# [Stated exercise]
Quote every line of the records below verbatim, leaving out the pictures.

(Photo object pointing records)
>>>>>
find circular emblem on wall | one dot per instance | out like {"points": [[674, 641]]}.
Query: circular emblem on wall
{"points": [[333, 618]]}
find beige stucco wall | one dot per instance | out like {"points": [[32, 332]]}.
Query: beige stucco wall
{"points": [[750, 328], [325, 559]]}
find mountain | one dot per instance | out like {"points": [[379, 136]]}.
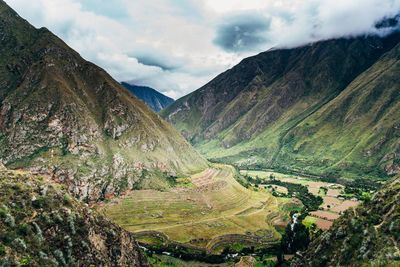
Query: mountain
{"points": [[154, 99], [65, 117], [365, 236], [327, 108], [42, 225]]}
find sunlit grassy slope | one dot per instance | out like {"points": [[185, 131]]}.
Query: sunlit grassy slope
{"points": [[330, 108], [204, 213]]}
<<<<<
# [Exercise solution]
find circular emblem on wall | one dot per instance | out like {"points": [[674, 641]]}.
Query: circular emblem on wall
{"points": [[333, 618]]}
find beige stucco wall | one dot per instance | out like {"points": [[32, 332]]}.
Query: beige stucco wall
{"points": [[750, 328], [325, 559]]}
find mountain | one dot per instance | out like {"points": [[379, 136]]}.
Query: mountain
{"points": [[154, 99], [65, 117], [365, 236], [327, 108], [42, 225]]}
find sunlit grassy slope | one dot per instance | out like {"points": [[185, 131]]}.
Query: sunlit grassy slope
{"points": [[330, 108], [204, 213]]}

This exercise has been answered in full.